(RECORD EXCERPTS):
════════════════════

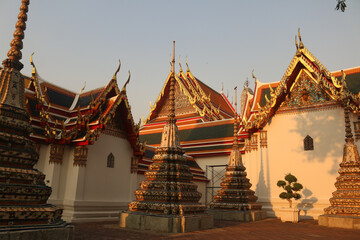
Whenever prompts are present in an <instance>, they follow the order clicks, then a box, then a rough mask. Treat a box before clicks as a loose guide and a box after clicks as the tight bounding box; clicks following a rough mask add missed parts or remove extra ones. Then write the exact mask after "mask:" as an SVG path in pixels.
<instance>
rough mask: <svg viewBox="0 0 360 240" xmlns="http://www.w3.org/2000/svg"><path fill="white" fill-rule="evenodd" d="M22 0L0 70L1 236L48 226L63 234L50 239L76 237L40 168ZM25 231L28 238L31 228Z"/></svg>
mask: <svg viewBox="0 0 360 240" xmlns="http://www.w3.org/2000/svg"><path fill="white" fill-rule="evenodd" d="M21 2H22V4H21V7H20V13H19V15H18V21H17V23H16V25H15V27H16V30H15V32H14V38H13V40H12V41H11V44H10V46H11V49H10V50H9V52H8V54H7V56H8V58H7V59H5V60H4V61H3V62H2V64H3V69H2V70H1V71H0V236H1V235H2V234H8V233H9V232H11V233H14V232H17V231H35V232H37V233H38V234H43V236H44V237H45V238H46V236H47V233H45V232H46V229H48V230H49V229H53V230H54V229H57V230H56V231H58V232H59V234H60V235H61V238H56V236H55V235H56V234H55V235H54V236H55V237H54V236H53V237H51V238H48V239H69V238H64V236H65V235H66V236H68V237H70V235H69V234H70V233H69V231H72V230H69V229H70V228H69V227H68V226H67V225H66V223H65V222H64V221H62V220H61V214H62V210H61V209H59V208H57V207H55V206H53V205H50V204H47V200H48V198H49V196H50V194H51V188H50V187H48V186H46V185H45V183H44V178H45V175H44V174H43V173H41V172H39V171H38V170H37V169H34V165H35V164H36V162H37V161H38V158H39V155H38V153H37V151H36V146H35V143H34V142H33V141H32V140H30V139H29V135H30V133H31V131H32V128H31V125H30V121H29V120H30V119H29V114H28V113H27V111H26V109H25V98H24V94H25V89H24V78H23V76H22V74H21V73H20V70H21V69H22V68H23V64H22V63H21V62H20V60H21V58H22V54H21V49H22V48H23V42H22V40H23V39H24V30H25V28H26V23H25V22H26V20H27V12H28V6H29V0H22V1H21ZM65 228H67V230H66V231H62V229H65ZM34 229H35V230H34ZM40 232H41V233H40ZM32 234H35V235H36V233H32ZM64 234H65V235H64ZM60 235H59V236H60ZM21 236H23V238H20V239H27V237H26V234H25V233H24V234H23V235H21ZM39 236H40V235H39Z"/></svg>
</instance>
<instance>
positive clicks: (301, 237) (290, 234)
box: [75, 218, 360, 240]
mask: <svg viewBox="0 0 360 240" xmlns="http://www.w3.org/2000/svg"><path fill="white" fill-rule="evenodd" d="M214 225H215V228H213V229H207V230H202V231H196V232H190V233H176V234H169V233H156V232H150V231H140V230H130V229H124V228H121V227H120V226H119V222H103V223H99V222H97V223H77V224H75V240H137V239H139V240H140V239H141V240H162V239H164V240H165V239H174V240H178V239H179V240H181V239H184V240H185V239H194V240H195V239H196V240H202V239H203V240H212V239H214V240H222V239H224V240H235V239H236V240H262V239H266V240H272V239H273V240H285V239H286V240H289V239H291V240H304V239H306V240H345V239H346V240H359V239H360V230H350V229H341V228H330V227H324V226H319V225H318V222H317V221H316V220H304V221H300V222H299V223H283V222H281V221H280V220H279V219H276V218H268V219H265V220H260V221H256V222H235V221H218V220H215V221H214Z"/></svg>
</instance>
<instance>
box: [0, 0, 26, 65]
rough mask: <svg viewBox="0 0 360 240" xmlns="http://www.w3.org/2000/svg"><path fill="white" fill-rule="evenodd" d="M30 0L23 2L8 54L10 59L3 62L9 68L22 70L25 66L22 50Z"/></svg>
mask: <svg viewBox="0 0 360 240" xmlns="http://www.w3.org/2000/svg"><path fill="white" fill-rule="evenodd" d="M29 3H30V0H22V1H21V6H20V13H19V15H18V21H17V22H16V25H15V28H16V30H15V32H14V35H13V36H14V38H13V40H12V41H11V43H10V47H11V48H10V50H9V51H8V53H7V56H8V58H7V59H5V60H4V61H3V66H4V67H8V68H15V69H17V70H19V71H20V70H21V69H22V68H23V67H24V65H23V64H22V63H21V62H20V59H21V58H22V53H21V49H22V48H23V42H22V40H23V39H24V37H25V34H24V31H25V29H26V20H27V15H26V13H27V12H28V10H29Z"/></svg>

════════════════════

(TASK OBJECTIVE): Output the lines above verbatim, images excluded.

(REPLY TO THE EXERCISE):
Whenever prompts are present in an <instance>, they follow the order clicks, then a box, then a rough mask. Treat a box before clicks as a loose guide and a box after clicks as the tight bounding box; clicks following a rough mask add missed parts or remove extra ones. Then write the exact mask after "mask:" as an SVG path in pixels.
<instance>
rough mask: <svg viewBox="0 0 360 240" xmlns="http://www.w3.org/2000/svg"><path fill="white" fill-rule="evenodd" d="M22 0L0 70L1 236L48 226L63 234L50 239L76 237L40 168ZM25 231L28 238L31 228Z"/></svg>
mask: <svg viewBox="0 0 360 240" xmlns="http://www.w3.org/2000/svg"><path fill="white" fill-rule="evenodd" d="M21 2H22V4H21V7H20V13H19V15H18V21H17V23H16V25H15V27H16V30H15V32H14V38H13V40H12V41H11V44H10V46H11V49H10V50H9V52H8V54H7V56H8V58H7V59H5V60H4V61H3V62H2V64H3V69H2V70H1V71H0V236H1V235H2V234H8V233H9V232H11V233H14V232H17V231H35V232H37V233H38V234H43V236H44V237H45V238H46V236H47V233H45V232H46V229H48V230H49V229H53V230H54V229H57V230H56V231H58V232H59V234H60V235H61V238H56V236H55V235H56V234H55V235H54V236H55V237H54V236H53V237H51V238H48V239H69V238H64V236H65V235H66V236H68V237H70V235H69V234H70V233H69V231H72V230H69V229H70V228H69V227H68V226H67V225H66V223H65V222H64V221H62V220H61V214H62V210H61V209H59V208H57V207H55V206H53V205H50V204H47V200H48V198H49V196H50V194H51V188H50V187H48V186H46V185H45V183H44V178H45V175H44V174H43V173H41V172H39V171H38V170H37V169H34V165H35V164H36V162H37V161H38V158H39V155H38V153H37V151H36V146H35V143H34V142H33V141H32V140H30V139H29V135H30V133H31V131H32V128H31V125H30V121H29V120H30V119H29V114H28V113H27V111H26V109H25V98H24V94H25V89H24V78H23V76H22V74H21V73H20V70H21V69H22V68H23V64H22V63H21V62H20V60H21V58H22V54H21V49H22V48H23V42H22V40H23V39H24V30H25V28H26V23H25V22H26V20H27V12H28V6H29V0H22V1H21ZM65 228H67V230H66V231H62V229H65ZM34 229H35V230H34ZM40 232H41V233H40ZM32 234H35V235H36V233H32ZM64 234H65V235H64ZM60 235H59V236H60ZM21 236H23V238H20V239H27V237H26V234H25V233H24V234H23V235H21ZM39 236H40V235H39Z"/></svg>
</instance>
<instance>
positive clicks: (301, 237) (290, 234)
box: [75, 218, 360, 240]
mask: <svg viewBox="0 0 360 240" xmlns="http://www.w3.org/2000/svg"><path fill="white" fill-rule="evenodd" d="M214 225H215V228H213V229H207V230H202V231H196V232H190V233H176V234H169V233H156V232H150V231H140V230H130V229H124V228H121V227H120V226H119V222H103V223H99V222H97V223H77V224H75V240H137V239H139V240H140V239H141V240H162V239H164V240H165V239H174V240H178V239H179V240H181V239H184V240H185V239H194V240H195V239H196V240H202V239H203V240H212V239H214V240H222V239H224V240H235V239H236V240H262V239H266V240H272V239H273V240H285V239H286V240H289V239H291V240H304V239H306V240H345V239H346V240H359V239H360V230H350V229H341V228H330V227H324V226H319V225H318V222H317V221H316V220H304V221H300V222H299V223H283V222H281V221H280V220H279V219H276V218H268V219H265V220H260V221H256V222H235V221H218V220H215V221H214Z"/></svg>
</instance>
<instance>
box: [0, 0, 26, 65]
rough mask: <svg viewBox="0 0 360 240" xmlns="http://www.w3.org/2000/svg"><path fill="white" fill-rule="evenodd" d="M30 0L23 2L8 54L10 59L3 62L9 68L22 70L25 66L22 50Z"/></svg>
mask: <svg viewBox="0 0 360 240" xmlns="http://www.w3.org/2000/svg"><path fill="white" fill-rule="evenodd" d="M29 3H30V0H22V1H21V6H20V13H19V15H18V21H17V22H16V25H15V28H16V30H15V32H14V35H13V36H14V38H13V40H12V41H11V43H10V47H11V48H10V50H9V51H8V53H7V56H8V58H7V59H5V60H4V61H3V66H4V67H8V68H15V69H17V70H19V71H20V70H21V69H22V68H23V67H24V65H23V64H22V63H21V62H20V59H21V58H22V53H21V49H22V48H23V42H22V40H23V39H24V37H25V34H24V31H25V29H26V20H27V15H26V13H27V12H28V10H29Z"/></svg>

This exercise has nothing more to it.